[[ PROVIDED TEXT, beginning ]]

Marine Mammal Center to release rescued sea lions


Milestone is the 10,000 sea lion to be treated at the mammal center. The milestone is a time of celebration to remember how much great work has been done at the center since 1975, but also to look ahead at the daunting task of all the work to come.

Milestone celebrated today by cooperating with the Marine Mammal staff as they guided him into the last confinement he will hopefully ever have to experiment.

"The veterinarian received their blood work back, and all is well," said spokesman Jim Oswald. "The bacterial infection has cleared up and these animals are good to go and hopefully have a productive life back out in the ocean."

The story of Milestone and buddy Zodiac Girl -- who is actually a boy -- begins at Santa Cruz harbor where they were found listless, suffering from a bacterial infection that could have killed them.

[[ PROVIDED TEXT, end ]]
[[ EXTRACTED RECORDS, beginning ]]

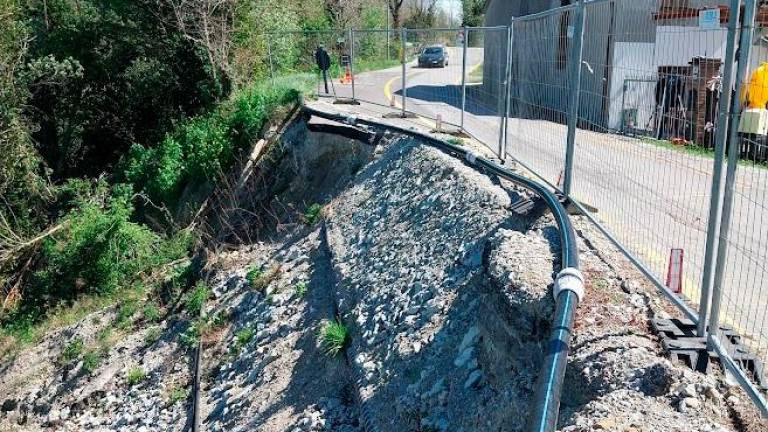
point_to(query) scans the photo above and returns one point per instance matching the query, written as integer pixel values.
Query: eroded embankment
(442, 276)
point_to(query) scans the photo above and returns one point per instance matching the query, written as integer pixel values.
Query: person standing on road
(324, 63)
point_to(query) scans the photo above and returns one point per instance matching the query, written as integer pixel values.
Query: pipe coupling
(569, 279)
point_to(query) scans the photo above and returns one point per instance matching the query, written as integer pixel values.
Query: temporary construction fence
(649, 115)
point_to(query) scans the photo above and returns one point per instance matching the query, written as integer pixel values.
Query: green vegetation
(475, 75)
(243, 336)
(313, 214)
(116, 124)
(92, 360)
(135, 376)
(191, 336)
(302, 289)
(177, 394)
(197, 298)
(151, 312)
(72, 350)
(259, 279)
(333, 338)
(153, 335)
(254, 275)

[[ EXTRACTED RECORDS, end ]]

-- TASK --
Using the sea lion article, explain in one to three sentences why the spokesman says these animals are "good to go."

-- SOLUTION --
The veterinarian got their blood work back and all is well. The bacterial infection they had has cleared up.